▶ _Source text_:
▼
The reasonable inference from the circumstances that plaintiff ordered specific type cars, which were to be spotted at factory gates where they would be loaded with predetermined merchandise, and from the fact that the cars were ultimately delivered to an out-of-State destination to consignees who must necessarily have been determined prior to the loading of merchandise, is that the initial movement of empty cars was a step in the movement of the cars to their destination in another state. The intended interstate transportation here, whereof the switching was a part, was sufficient to characterize the entire movement. (Grand Trunk Western Railroad Co. v. Boylen, 81 F.2d 91. Preparatory movements of empty cars to a freight house for the purpose of loading is so necessary an incident to, for the purpose of furthering, and so closely connected with, the movement of the same cars when loaded, as to be a part of the interstate movement. (LaLone v. Terminal Railway Co. 316 Mo. 835, 293 S.W. 379; Aldread v. Northern Pacific Railway Co. 93 Wn. 209, 160 P. 429.) Here the delivery of the empty cars to defendant's factory was the first step of an unbroken process of moving the cars to their ultimate interstate destination. The action of the switching crew in entering track 7 to remove the loaded cars was a further step in continuing those cars to their destination. The determining circumstance is that the movements were but steps in the transportation of the cargoes to their destinations in another State. (Philadelphia and Reading Railway Co. v. Hancock, 253 U.S. 284; Mitchell v. Louisville and Nashville Railroad Co. 375 Ill. 545.) The conclusion of the trial court that the parties were engaged in interstate commerce as a matter of law was correct.
▲
▶ _Supplied entries_:
▼
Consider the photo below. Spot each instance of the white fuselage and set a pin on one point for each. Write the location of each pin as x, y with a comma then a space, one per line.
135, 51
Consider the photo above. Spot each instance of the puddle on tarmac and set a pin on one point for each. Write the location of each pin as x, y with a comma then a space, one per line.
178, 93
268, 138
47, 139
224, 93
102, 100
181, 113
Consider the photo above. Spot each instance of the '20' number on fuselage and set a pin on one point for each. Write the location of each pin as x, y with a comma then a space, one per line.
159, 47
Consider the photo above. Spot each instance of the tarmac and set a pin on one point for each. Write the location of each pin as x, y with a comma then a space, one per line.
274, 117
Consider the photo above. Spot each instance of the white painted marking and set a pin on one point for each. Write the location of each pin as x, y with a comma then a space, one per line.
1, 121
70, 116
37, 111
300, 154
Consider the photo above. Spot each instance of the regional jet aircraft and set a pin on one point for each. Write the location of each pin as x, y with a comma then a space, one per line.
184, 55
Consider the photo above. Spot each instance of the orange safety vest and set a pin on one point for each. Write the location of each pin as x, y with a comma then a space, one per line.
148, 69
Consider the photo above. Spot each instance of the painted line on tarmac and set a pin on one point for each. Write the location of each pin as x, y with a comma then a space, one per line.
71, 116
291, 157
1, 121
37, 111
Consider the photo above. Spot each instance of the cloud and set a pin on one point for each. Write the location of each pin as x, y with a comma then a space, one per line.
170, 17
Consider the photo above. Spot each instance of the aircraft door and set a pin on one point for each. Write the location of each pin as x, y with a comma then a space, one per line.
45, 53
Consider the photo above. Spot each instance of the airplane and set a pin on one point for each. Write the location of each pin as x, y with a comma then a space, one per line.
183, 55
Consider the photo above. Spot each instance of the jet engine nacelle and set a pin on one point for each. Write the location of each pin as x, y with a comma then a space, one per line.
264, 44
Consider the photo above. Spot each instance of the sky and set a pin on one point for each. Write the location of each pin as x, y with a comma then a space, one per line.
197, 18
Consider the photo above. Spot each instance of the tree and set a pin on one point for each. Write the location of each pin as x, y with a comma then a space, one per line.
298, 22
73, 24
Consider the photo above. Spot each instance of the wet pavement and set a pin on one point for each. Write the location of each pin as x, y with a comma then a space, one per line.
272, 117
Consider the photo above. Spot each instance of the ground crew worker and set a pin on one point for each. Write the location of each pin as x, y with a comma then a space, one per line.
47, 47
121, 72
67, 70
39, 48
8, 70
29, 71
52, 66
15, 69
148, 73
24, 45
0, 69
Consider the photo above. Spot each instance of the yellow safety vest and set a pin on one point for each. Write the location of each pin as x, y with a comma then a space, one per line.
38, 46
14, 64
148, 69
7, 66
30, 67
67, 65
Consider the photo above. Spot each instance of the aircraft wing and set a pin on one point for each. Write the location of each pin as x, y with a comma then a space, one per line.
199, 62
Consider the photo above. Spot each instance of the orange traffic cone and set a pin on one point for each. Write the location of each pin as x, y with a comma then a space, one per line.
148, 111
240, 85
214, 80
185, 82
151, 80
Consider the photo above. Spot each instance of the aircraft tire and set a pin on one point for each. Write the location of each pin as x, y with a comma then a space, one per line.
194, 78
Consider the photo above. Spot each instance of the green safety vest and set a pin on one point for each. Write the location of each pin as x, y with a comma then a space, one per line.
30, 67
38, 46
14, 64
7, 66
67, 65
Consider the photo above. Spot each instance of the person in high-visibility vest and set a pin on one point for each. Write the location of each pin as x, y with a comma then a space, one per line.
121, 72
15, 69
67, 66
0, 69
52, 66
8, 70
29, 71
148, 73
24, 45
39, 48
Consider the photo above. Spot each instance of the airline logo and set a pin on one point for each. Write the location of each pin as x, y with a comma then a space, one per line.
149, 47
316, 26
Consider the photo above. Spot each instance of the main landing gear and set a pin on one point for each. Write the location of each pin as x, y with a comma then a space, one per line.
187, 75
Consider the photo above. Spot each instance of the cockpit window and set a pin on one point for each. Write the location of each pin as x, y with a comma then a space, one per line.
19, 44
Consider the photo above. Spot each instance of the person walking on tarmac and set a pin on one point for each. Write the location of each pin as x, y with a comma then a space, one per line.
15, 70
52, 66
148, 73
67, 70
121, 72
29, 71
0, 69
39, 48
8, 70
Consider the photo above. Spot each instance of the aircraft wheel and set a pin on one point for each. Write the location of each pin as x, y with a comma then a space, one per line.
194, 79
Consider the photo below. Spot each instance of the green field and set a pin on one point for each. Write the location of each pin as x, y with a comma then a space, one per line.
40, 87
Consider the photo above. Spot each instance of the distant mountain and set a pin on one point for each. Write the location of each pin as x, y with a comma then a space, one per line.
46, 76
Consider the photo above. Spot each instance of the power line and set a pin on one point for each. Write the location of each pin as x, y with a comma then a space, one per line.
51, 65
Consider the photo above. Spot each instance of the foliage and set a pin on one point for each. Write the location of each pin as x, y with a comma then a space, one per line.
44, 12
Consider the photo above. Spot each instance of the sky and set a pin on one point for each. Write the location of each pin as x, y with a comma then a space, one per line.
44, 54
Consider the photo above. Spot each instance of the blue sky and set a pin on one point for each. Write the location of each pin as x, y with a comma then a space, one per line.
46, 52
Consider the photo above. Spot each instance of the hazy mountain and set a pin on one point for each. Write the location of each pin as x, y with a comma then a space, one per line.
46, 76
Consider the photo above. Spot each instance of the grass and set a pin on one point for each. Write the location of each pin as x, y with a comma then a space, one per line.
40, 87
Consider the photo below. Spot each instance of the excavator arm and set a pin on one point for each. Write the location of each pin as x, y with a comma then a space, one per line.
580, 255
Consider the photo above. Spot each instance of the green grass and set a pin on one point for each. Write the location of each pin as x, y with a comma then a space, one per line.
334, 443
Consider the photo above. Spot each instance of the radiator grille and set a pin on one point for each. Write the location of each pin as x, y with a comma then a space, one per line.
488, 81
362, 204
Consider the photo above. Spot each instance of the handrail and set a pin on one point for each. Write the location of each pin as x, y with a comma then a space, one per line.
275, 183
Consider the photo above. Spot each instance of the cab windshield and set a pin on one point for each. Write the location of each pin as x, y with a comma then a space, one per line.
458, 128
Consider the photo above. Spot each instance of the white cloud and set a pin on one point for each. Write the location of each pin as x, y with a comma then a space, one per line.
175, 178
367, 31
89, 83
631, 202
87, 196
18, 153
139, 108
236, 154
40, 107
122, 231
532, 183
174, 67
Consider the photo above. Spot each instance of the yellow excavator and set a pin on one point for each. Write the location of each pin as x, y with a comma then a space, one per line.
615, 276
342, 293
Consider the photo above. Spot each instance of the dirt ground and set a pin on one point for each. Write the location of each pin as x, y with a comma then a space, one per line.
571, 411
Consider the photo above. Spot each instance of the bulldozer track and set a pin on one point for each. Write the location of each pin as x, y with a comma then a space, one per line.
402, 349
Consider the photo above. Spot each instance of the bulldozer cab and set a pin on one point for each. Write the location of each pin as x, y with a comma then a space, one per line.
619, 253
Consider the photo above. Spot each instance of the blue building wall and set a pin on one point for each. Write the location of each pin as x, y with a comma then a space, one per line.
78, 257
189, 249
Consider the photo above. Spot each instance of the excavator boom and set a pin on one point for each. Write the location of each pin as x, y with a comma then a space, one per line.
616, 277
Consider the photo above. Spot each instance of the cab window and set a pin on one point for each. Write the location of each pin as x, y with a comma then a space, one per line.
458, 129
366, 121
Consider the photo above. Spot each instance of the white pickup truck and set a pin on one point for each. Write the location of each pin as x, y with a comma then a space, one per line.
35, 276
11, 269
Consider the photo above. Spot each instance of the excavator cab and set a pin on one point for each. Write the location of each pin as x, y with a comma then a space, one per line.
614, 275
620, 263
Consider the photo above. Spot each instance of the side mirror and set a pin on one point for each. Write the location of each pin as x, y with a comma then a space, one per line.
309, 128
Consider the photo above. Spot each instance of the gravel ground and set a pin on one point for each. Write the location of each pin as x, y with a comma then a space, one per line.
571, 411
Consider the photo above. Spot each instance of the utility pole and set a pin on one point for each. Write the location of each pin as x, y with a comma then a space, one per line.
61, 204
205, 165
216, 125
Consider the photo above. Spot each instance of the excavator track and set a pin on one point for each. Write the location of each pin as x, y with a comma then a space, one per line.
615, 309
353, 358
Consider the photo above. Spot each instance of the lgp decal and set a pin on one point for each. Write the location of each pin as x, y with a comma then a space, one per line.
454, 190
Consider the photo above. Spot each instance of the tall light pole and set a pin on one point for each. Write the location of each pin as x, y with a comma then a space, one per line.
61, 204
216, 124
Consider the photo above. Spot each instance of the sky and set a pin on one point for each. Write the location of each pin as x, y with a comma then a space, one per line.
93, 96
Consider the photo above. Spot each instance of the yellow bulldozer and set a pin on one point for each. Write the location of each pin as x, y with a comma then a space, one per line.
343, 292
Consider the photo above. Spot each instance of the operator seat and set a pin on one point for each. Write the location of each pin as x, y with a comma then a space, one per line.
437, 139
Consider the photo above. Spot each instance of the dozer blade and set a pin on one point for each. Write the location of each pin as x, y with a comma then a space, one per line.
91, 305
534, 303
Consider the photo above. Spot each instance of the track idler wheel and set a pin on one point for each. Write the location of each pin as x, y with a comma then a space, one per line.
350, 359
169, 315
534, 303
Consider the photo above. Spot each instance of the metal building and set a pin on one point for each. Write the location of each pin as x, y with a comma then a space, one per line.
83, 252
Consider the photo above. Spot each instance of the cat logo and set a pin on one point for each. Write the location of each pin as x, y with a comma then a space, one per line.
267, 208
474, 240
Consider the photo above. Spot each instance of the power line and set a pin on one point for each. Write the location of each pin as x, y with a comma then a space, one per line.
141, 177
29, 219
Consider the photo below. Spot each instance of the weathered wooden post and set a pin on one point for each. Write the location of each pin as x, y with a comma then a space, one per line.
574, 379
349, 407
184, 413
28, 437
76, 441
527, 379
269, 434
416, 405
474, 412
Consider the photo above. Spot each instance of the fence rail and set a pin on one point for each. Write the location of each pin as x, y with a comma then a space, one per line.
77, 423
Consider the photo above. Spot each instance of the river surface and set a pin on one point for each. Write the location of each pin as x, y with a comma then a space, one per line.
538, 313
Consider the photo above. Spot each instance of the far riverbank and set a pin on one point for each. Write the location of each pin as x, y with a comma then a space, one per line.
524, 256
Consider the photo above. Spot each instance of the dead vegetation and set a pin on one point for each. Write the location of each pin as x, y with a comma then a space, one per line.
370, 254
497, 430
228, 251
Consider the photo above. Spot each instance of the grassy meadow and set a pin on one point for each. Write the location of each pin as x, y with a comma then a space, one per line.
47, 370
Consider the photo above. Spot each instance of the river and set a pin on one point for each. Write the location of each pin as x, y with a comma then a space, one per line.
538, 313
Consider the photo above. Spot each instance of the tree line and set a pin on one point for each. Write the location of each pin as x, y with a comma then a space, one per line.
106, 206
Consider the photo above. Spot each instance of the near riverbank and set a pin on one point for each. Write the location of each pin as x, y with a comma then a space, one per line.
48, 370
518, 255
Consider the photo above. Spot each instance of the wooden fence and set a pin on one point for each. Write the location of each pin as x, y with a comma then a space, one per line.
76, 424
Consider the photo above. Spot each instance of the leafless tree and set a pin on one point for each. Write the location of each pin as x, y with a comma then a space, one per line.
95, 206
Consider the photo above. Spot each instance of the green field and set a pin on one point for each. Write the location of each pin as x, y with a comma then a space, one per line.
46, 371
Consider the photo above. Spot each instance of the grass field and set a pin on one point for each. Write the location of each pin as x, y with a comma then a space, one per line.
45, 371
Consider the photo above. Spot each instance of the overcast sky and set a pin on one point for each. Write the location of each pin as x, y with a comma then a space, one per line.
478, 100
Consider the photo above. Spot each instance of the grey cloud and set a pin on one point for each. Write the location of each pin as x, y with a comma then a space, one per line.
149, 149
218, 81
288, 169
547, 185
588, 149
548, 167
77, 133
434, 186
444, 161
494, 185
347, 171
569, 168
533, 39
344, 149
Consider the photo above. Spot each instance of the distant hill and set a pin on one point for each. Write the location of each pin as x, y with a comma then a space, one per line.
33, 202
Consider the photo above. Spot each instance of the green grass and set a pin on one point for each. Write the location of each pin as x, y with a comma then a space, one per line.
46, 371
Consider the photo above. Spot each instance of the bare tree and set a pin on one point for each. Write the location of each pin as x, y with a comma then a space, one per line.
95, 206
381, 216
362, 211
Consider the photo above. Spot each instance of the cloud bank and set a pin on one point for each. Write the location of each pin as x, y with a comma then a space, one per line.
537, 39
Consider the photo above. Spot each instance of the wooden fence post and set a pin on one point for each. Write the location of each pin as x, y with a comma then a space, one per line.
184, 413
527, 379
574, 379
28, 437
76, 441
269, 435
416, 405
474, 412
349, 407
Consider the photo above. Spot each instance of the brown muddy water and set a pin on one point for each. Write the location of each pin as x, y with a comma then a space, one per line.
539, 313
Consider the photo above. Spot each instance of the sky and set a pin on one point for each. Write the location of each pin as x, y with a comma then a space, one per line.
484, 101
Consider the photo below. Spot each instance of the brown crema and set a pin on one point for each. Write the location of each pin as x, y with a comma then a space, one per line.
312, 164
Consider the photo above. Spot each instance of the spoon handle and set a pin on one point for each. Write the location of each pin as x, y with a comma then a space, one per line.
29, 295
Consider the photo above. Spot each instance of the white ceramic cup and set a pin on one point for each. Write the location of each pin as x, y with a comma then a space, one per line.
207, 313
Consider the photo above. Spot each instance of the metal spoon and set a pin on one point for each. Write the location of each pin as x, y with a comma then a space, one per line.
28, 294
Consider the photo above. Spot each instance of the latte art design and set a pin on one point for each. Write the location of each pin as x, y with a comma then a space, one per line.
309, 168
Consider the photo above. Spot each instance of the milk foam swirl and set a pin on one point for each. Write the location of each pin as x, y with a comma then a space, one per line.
▲
▶ _Exercises to complete_:
a. What did the trial court conclude, according to the court opinion, about whether the parties were engaged in interstate commerce?
b. Please explain, using the reasons the court opinion gives, why moving the empty cars to the factory counted as part of the interstate movement.

▶ _The answers_:
a. It concluded that the parties were engaged in interstate commerce as a matter of law.

b. Preparatory movements of empty cars for loading are so necessary an incident to the later movement of the same loaded cars, and so closely connected with it, that they form part of the interstate movement. Here, delivering the empty cars to the factory was the first step of an unbroken process of moving them to their ultimate destination in another state.